= TASK DIRECTIONS =
Filter the records below for the word "shirt". Keep each line that has it.

[Collection entries]
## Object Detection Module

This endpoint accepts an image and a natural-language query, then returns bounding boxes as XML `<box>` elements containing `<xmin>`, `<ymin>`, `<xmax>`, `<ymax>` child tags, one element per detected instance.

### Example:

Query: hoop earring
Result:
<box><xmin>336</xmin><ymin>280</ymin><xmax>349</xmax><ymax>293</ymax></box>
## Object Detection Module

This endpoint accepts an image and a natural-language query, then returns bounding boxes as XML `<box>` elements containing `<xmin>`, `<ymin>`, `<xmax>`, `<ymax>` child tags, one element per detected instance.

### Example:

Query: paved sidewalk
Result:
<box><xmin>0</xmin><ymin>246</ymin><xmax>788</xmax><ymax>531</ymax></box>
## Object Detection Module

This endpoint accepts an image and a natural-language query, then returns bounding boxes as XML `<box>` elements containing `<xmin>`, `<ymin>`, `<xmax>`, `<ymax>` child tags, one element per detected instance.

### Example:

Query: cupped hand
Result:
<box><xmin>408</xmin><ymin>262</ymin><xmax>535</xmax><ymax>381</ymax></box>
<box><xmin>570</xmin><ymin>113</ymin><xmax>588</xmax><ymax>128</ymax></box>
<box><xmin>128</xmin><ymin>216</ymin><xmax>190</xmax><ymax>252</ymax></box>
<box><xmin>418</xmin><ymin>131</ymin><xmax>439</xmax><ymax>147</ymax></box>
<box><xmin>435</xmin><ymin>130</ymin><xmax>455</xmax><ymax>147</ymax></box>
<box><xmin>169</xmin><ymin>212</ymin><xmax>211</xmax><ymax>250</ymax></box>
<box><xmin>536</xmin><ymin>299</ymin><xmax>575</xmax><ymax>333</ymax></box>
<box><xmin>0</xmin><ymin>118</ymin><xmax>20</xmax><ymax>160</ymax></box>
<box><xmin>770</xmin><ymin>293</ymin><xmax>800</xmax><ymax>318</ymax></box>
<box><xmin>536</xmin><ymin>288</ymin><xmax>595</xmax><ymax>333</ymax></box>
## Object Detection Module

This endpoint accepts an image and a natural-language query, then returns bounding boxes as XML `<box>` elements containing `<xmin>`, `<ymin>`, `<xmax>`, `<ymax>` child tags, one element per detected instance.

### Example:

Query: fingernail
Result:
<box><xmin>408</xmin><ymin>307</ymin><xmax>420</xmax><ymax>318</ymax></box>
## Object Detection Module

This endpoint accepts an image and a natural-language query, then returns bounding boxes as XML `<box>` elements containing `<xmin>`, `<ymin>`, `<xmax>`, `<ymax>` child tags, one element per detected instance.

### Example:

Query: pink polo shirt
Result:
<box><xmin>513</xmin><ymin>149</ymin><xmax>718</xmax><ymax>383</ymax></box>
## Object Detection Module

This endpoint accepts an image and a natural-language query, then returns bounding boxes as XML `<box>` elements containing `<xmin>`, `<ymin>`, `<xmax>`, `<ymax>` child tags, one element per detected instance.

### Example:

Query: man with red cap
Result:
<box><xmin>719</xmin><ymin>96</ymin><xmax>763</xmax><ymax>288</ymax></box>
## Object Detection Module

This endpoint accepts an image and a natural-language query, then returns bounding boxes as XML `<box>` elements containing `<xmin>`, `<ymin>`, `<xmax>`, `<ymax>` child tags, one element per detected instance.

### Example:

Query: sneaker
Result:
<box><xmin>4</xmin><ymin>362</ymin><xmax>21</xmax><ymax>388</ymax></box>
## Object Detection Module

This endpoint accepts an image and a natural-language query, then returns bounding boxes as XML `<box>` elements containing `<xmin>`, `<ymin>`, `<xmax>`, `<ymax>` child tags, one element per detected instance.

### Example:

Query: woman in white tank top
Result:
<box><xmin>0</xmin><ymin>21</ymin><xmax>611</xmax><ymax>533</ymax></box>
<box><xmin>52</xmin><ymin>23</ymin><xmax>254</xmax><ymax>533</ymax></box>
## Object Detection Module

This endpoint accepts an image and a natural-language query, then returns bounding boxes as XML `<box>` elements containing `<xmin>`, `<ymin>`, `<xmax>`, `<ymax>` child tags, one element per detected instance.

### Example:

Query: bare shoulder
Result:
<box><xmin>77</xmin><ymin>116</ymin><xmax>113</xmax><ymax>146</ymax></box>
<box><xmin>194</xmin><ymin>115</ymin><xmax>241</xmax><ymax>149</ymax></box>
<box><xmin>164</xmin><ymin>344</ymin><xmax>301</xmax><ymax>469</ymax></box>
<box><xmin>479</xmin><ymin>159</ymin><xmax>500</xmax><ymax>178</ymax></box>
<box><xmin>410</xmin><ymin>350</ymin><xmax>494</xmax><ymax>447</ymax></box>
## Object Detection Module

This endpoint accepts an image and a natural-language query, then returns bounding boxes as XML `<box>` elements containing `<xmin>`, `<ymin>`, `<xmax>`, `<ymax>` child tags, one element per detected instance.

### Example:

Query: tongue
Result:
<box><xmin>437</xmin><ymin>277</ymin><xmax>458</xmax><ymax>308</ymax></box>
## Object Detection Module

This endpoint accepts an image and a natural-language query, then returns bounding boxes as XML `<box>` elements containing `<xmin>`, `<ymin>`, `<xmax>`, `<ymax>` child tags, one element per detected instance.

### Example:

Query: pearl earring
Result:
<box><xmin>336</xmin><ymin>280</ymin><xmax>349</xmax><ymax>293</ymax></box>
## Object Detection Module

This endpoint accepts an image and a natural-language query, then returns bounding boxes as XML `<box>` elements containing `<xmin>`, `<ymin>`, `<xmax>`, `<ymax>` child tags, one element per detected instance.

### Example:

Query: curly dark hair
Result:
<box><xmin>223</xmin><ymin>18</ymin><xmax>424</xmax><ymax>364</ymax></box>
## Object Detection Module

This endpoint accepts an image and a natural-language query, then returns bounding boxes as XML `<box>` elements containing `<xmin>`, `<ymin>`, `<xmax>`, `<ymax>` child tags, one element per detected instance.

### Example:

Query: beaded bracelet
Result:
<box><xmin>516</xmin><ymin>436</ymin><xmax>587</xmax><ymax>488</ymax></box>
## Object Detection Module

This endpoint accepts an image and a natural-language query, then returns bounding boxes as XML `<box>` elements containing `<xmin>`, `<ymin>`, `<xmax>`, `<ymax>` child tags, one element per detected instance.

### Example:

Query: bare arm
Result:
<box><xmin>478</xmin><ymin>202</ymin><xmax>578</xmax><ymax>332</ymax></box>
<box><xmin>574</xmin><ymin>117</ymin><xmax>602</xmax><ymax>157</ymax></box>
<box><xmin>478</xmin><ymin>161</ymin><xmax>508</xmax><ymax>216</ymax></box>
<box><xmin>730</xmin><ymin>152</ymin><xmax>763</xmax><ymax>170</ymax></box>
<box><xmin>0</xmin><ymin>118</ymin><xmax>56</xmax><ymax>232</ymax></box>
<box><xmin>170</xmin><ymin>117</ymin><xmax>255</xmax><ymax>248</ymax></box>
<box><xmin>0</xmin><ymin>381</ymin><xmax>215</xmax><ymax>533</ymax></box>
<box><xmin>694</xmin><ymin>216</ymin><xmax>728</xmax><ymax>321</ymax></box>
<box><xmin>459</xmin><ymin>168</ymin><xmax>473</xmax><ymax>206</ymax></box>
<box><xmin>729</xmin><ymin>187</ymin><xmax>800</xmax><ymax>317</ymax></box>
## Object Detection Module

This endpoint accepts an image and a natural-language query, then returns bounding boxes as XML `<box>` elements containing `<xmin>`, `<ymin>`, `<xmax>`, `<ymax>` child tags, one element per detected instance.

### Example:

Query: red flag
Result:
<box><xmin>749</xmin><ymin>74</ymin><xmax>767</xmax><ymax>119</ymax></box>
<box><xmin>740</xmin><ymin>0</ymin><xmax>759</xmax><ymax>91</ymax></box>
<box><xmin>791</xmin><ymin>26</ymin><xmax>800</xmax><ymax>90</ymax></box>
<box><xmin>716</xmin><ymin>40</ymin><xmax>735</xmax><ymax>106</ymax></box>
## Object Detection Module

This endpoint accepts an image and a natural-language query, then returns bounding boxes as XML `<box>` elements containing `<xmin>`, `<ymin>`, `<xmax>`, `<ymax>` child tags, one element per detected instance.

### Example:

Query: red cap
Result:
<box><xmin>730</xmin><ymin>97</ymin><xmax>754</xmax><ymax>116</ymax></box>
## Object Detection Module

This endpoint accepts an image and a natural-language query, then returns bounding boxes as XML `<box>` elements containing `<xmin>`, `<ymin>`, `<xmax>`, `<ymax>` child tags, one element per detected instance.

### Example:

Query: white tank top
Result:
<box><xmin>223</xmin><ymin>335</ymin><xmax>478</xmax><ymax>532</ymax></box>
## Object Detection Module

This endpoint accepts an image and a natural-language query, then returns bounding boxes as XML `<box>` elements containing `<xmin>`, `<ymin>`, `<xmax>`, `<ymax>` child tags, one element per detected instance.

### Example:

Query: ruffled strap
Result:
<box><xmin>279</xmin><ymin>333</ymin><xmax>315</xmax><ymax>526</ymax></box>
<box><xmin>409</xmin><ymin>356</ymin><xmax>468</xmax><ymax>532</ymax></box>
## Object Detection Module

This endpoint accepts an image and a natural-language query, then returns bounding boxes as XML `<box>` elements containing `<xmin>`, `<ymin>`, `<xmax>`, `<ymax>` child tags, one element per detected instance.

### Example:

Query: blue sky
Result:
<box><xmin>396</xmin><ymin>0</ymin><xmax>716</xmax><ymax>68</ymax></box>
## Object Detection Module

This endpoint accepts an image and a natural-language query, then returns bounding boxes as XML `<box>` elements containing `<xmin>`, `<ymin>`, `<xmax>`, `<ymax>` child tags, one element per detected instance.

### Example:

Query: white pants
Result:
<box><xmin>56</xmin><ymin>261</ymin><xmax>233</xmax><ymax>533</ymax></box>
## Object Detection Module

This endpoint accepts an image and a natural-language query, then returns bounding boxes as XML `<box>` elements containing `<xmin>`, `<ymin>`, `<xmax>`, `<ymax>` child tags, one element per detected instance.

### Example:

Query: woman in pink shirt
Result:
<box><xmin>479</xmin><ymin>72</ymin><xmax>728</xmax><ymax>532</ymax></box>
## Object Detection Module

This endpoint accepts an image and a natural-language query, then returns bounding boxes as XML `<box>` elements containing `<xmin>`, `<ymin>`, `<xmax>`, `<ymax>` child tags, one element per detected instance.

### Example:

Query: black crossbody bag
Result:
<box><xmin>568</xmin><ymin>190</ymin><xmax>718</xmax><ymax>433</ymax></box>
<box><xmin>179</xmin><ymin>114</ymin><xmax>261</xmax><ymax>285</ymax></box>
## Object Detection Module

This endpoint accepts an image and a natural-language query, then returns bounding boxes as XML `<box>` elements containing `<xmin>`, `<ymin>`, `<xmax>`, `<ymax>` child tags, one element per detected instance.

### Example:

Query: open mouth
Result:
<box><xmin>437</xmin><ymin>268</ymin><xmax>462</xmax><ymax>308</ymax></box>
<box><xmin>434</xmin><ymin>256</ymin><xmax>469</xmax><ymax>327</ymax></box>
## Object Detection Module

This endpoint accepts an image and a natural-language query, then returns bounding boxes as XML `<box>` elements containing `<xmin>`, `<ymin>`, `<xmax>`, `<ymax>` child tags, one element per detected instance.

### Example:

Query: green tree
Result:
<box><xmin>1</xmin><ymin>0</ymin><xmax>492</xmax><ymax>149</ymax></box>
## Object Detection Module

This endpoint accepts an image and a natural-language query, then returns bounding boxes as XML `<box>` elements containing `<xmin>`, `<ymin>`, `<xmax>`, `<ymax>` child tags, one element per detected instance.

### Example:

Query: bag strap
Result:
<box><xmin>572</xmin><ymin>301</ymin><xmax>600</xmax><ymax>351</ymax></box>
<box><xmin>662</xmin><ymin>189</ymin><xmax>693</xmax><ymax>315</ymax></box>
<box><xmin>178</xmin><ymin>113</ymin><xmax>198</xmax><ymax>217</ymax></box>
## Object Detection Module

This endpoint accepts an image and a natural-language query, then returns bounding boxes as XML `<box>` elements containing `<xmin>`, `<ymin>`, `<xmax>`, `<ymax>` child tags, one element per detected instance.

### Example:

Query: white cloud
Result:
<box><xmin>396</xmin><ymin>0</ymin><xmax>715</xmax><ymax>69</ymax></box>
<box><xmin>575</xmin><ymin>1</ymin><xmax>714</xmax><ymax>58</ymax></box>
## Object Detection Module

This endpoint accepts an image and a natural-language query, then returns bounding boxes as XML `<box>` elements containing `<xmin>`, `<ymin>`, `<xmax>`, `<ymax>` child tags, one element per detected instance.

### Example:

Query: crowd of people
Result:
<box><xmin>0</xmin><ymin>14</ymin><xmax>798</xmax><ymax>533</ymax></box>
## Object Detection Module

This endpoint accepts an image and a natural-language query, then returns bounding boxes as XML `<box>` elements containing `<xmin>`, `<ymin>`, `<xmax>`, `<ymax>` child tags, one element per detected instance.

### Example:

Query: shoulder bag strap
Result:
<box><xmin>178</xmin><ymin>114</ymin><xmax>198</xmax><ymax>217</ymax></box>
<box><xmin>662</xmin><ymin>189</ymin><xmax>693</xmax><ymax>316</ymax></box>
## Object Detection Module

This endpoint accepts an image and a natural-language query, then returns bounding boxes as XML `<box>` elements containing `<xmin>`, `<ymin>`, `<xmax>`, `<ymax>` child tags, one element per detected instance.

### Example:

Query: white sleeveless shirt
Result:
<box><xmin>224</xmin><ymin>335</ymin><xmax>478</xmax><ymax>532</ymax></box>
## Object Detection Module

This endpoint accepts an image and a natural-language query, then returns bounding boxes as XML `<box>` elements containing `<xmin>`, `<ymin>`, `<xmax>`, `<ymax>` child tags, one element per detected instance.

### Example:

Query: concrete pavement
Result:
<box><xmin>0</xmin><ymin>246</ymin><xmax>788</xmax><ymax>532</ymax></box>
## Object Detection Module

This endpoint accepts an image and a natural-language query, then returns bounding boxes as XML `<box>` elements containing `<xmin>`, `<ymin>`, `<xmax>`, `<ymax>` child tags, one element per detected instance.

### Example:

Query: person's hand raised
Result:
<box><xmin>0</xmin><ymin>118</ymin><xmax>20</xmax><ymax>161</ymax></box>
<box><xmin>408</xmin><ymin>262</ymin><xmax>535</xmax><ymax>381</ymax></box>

= EXERCISE RESULT =
Query: pink polo shirt
Query: woman in pink shirt
Query: white sleeveless shirt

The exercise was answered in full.